BEGIN Text section

Imagine a simple Tkinter app. (Everything is pretty much the same for most other GUI frameworks, and many frameworks for games and network servers, and even things like SAX parsers, but most novices first run into this with GUI apps, and Tkinter is easy to explore because it comes with Python.)

    def handle_click():
        print('Clicked!')
    root = Tk()
    Button(root, text='Click me', command=handle_click).pack()
    root.mainloop()

Now imagine that, instead of just printing a message, you want it to pop up a window, wait 5 seconds, then close the window. You might try to write this:

    def handle_click():
        win = Toplevel(root, title='Hi!')
        win.transient()
        Label(win, text='Please wait...').pack()
        for i in range(5, 0, -1):
            print(i)
            time.sleep(1)
        win.destroy()

But when you click the button, the window doesn't show up. And the main window freezes up and beachballs for 5 seconds.

This is because your event handler hasn't returned, so the main loop can't process any events. It needs to process events to display a new window, respond to messages from the OS, etc., and you're not letting it.

There are two basic ways around this problem: callbacks, or threads. There are advantages and disadvantages of both. And then there are various ways of building thread-like functionality on top of callbacks, which let you get (part of) the best of both worlds, but I'll get to those in another post.

Callbacks

Your event handler has to return in a fraction of a second. But what if you still have code to run? You have to reorganize your code: Do some setup, then schedule the rest of the code to run later. And that "rest of the code" is also an event handler, so it also has to return in a fraction of a second, which means often it will have to do a bit of work and again schedule the rest to run later.

Depending on what you're trying to do, you may want to run on a timer, or whenever the event loop is idle, or every time through the event loop no matter what. In this case, we want to run once/second. In Tkinter, you do this with the after method:

    def handle_click():
        win = Toplevel(root, title='Hi!')

END Text section

Problem set
1. Answer these questions from the Tkinter text:
(a) What happens to the main window when the button is clicked in the version that uses time.sleep?
(b) What are the two basic ways around the frozen-event-loop problem?
(c) Which Tkinter method does the text use to run code once per second?
2. Continue the Tkinter text after its last line. Finish the after-based handle_click function, then carry on with the explanation.
The dataset items have no connection to the Tkinter text.

BEGIN Data section

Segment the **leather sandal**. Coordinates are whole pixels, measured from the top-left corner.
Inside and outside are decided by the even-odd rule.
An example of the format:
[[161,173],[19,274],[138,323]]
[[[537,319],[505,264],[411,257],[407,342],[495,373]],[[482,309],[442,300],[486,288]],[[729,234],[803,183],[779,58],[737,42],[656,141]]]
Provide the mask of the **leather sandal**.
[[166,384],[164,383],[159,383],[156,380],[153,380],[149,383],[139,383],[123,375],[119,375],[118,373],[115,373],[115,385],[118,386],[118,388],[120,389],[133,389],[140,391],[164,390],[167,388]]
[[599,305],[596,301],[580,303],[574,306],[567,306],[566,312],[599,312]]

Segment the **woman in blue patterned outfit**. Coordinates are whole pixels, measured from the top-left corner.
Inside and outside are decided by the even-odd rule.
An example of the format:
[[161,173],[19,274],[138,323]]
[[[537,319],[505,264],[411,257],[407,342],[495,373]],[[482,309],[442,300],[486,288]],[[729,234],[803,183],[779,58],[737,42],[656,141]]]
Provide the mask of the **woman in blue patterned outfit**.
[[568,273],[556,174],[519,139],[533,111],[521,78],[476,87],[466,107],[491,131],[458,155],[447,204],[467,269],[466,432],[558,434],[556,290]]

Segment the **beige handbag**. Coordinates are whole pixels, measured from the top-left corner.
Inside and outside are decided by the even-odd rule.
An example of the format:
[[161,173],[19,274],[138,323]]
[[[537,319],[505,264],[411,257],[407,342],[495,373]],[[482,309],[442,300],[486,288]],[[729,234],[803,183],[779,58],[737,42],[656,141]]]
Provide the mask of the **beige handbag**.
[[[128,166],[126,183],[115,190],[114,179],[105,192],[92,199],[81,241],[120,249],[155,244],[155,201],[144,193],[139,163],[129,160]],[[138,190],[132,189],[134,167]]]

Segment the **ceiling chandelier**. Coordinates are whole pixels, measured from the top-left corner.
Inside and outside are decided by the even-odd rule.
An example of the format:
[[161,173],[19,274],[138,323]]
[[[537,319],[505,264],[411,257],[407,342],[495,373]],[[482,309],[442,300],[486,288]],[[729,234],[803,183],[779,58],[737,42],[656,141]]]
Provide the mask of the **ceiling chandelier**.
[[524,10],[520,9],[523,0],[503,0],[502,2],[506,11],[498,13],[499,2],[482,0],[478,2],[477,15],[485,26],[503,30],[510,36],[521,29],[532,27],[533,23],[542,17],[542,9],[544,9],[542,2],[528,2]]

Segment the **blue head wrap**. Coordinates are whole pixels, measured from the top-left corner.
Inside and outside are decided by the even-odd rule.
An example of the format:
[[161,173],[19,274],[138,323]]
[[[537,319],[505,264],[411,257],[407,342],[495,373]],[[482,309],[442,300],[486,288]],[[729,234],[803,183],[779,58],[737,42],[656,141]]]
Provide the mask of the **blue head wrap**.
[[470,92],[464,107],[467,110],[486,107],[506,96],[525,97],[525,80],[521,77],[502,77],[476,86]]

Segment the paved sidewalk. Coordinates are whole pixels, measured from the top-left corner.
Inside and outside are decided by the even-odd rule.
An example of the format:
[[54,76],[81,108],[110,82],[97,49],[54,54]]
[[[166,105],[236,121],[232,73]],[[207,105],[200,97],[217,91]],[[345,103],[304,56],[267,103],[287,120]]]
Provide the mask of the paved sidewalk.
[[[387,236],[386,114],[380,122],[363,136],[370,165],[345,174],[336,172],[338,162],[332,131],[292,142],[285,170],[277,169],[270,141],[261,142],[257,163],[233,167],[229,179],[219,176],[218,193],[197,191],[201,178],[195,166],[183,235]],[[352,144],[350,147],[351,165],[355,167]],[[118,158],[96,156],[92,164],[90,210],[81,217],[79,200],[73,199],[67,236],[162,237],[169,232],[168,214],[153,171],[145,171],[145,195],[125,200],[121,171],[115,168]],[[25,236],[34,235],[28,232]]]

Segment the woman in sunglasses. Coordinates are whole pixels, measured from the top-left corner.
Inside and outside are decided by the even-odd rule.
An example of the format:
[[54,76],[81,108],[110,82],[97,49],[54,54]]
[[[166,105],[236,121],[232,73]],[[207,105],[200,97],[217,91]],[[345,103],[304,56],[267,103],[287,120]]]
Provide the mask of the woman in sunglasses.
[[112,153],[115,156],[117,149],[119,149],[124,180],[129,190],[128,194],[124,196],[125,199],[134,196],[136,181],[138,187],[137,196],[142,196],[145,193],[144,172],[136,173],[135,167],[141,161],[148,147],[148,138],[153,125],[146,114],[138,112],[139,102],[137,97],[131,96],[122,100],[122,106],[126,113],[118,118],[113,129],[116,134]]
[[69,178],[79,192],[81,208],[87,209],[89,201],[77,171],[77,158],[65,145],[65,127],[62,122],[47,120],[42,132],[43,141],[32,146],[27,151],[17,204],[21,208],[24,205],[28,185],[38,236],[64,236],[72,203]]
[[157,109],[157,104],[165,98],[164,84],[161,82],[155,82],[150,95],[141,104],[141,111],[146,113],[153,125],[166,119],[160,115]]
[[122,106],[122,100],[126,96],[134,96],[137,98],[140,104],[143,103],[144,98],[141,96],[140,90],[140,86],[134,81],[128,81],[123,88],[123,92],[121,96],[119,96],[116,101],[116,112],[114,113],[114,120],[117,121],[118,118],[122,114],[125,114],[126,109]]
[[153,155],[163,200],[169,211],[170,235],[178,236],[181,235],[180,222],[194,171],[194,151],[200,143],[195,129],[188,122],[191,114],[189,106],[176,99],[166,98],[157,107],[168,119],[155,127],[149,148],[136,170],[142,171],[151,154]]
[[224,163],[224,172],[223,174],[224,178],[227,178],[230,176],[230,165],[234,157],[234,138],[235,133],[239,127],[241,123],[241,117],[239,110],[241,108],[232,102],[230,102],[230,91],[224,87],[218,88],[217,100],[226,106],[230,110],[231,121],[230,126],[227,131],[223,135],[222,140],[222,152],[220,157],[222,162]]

END Data section
BEGIN Data section

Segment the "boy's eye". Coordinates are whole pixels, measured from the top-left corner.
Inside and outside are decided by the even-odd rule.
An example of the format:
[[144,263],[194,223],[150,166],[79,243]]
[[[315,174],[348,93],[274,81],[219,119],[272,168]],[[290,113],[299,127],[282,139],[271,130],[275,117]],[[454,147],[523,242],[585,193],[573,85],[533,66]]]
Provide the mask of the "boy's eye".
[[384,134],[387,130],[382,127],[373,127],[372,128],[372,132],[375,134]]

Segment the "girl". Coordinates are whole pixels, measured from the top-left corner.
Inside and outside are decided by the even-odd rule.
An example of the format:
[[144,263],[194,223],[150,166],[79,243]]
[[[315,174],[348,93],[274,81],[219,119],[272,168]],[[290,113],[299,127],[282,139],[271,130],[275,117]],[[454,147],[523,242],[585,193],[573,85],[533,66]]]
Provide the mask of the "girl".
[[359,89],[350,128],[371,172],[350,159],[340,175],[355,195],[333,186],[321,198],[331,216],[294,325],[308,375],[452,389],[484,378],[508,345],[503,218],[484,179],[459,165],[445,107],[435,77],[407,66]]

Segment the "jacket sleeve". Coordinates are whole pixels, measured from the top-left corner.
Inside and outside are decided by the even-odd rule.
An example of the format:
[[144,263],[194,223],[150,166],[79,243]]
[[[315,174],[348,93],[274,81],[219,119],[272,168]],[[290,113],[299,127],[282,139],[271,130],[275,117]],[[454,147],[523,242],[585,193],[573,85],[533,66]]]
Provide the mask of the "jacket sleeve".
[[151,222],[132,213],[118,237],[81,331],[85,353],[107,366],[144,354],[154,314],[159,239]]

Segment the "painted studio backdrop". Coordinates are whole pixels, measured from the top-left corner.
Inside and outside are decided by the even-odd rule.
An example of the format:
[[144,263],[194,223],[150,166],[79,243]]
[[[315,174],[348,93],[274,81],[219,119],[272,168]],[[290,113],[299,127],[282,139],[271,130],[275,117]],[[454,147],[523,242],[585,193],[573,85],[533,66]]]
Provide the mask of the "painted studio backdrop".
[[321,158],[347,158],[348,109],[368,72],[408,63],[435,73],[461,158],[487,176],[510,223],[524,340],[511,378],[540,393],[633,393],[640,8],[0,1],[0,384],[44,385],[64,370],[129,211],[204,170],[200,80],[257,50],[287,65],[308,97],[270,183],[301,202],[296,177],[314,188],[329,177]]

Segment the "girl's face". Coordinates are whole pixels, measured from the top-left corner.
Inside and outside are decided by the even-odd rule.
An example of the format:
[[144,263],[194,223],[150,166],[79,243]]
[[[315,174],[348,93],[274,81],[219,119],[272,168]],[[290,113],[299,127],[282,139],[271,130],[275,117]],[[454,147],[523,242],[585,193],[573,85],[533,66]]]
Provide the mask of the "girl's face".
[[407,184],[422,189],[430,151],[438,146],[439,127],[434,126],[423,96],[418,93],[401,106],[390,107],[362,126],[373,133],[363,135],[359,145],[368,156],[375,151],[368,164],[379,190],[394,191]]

END Data section

Outputs
1.
(a) It freezes up and beachballs for 5 seconds.
(b) Callbacks or threads.
(c) The after method.

2.
        win.transient()
        Label(win, text='Please wait...').pack()
        i = 5
        def callback():
            nonlocal i, win
            print(i)
            i -= 1
            if not i:
                win.destroy()
            else:
                root.after(1000, callback)
        root.after(1000, callback)

For a different example, imagine we just have some processing that takes a few seconds because it has so much work to do. We'll do something stupid and simple:

    def handle_click():
        total = sum(range(1000000000))
        label.config(text=total)

    root = Tk()
    Button(root, text='Add it up', command=handle_click).pack()
    label = Label(root)
    label.pack()
    root.mainloop()

When you click the button, the whole app will freeze up for a few seconds as Python calculates that sum. So, what we want to do is break it up into chunks:

    def handle_click():
        total = 0
        i = 0
        def callback():
            nonlocal i, total
            total += sum(range(i*1000000, (i+1)*1000000))
            i += 1
            if i == 100:
                label.config(text=total)
            else:
                root.after_idle(callback)
        root.after_idle(callback)

Callback Hell

While callbacks definitely work, there are a lot of probems with them.

First, we've turned out control flow inside-out. Compare the simple for loop to the chain of callbacks that replaced it. And it gets much worse when you have more complicated code.

On top of that, it's very easy to get lost in a callback chain. If you forget to return from a sequential function, you'll just fall off the end of the function and return None. If you forget to schedule the next callback, the operation never finishes.

It's also hard to propagate results through a chain of callbacks, and even harder to propagate errors. Imagine that one callback needs to schedule a second which needs to schedule a third and so on--but if there's an exception anywhere on the chain, you want to jump all the way to the last callback. Think about how you'd write that (or just look at half the Javascript apps on the internet, which you can View Source for), and how easy it would be to get it wrong.

And debugging callback-based code is also no fun, because the stack traceback doesn't show you the function that scheduled you to run later, it only shows you the event loop.

There are solutions to these problems, which I'll cover in another post. But it's worth writing an app or two around explicit callbacks, and dealing with all the problems, so you can understand what's really involved in event-loop programming.

Blocking operations

Sleeping isn't the only thing that blocks. Imagine that you wanted to read a large file off the disk, or request a URL over the internet. How would you do that with callbacks?

We had to replace our sleep with a call to after, passing it the rest of our function as a callback. Similarly, we have to replace our read or urlopen with a call to some function that kicks off the work and then calls our callback when it's done. But most GUI frameworks don't have such functions. And you don't want to try to build something like that yourself.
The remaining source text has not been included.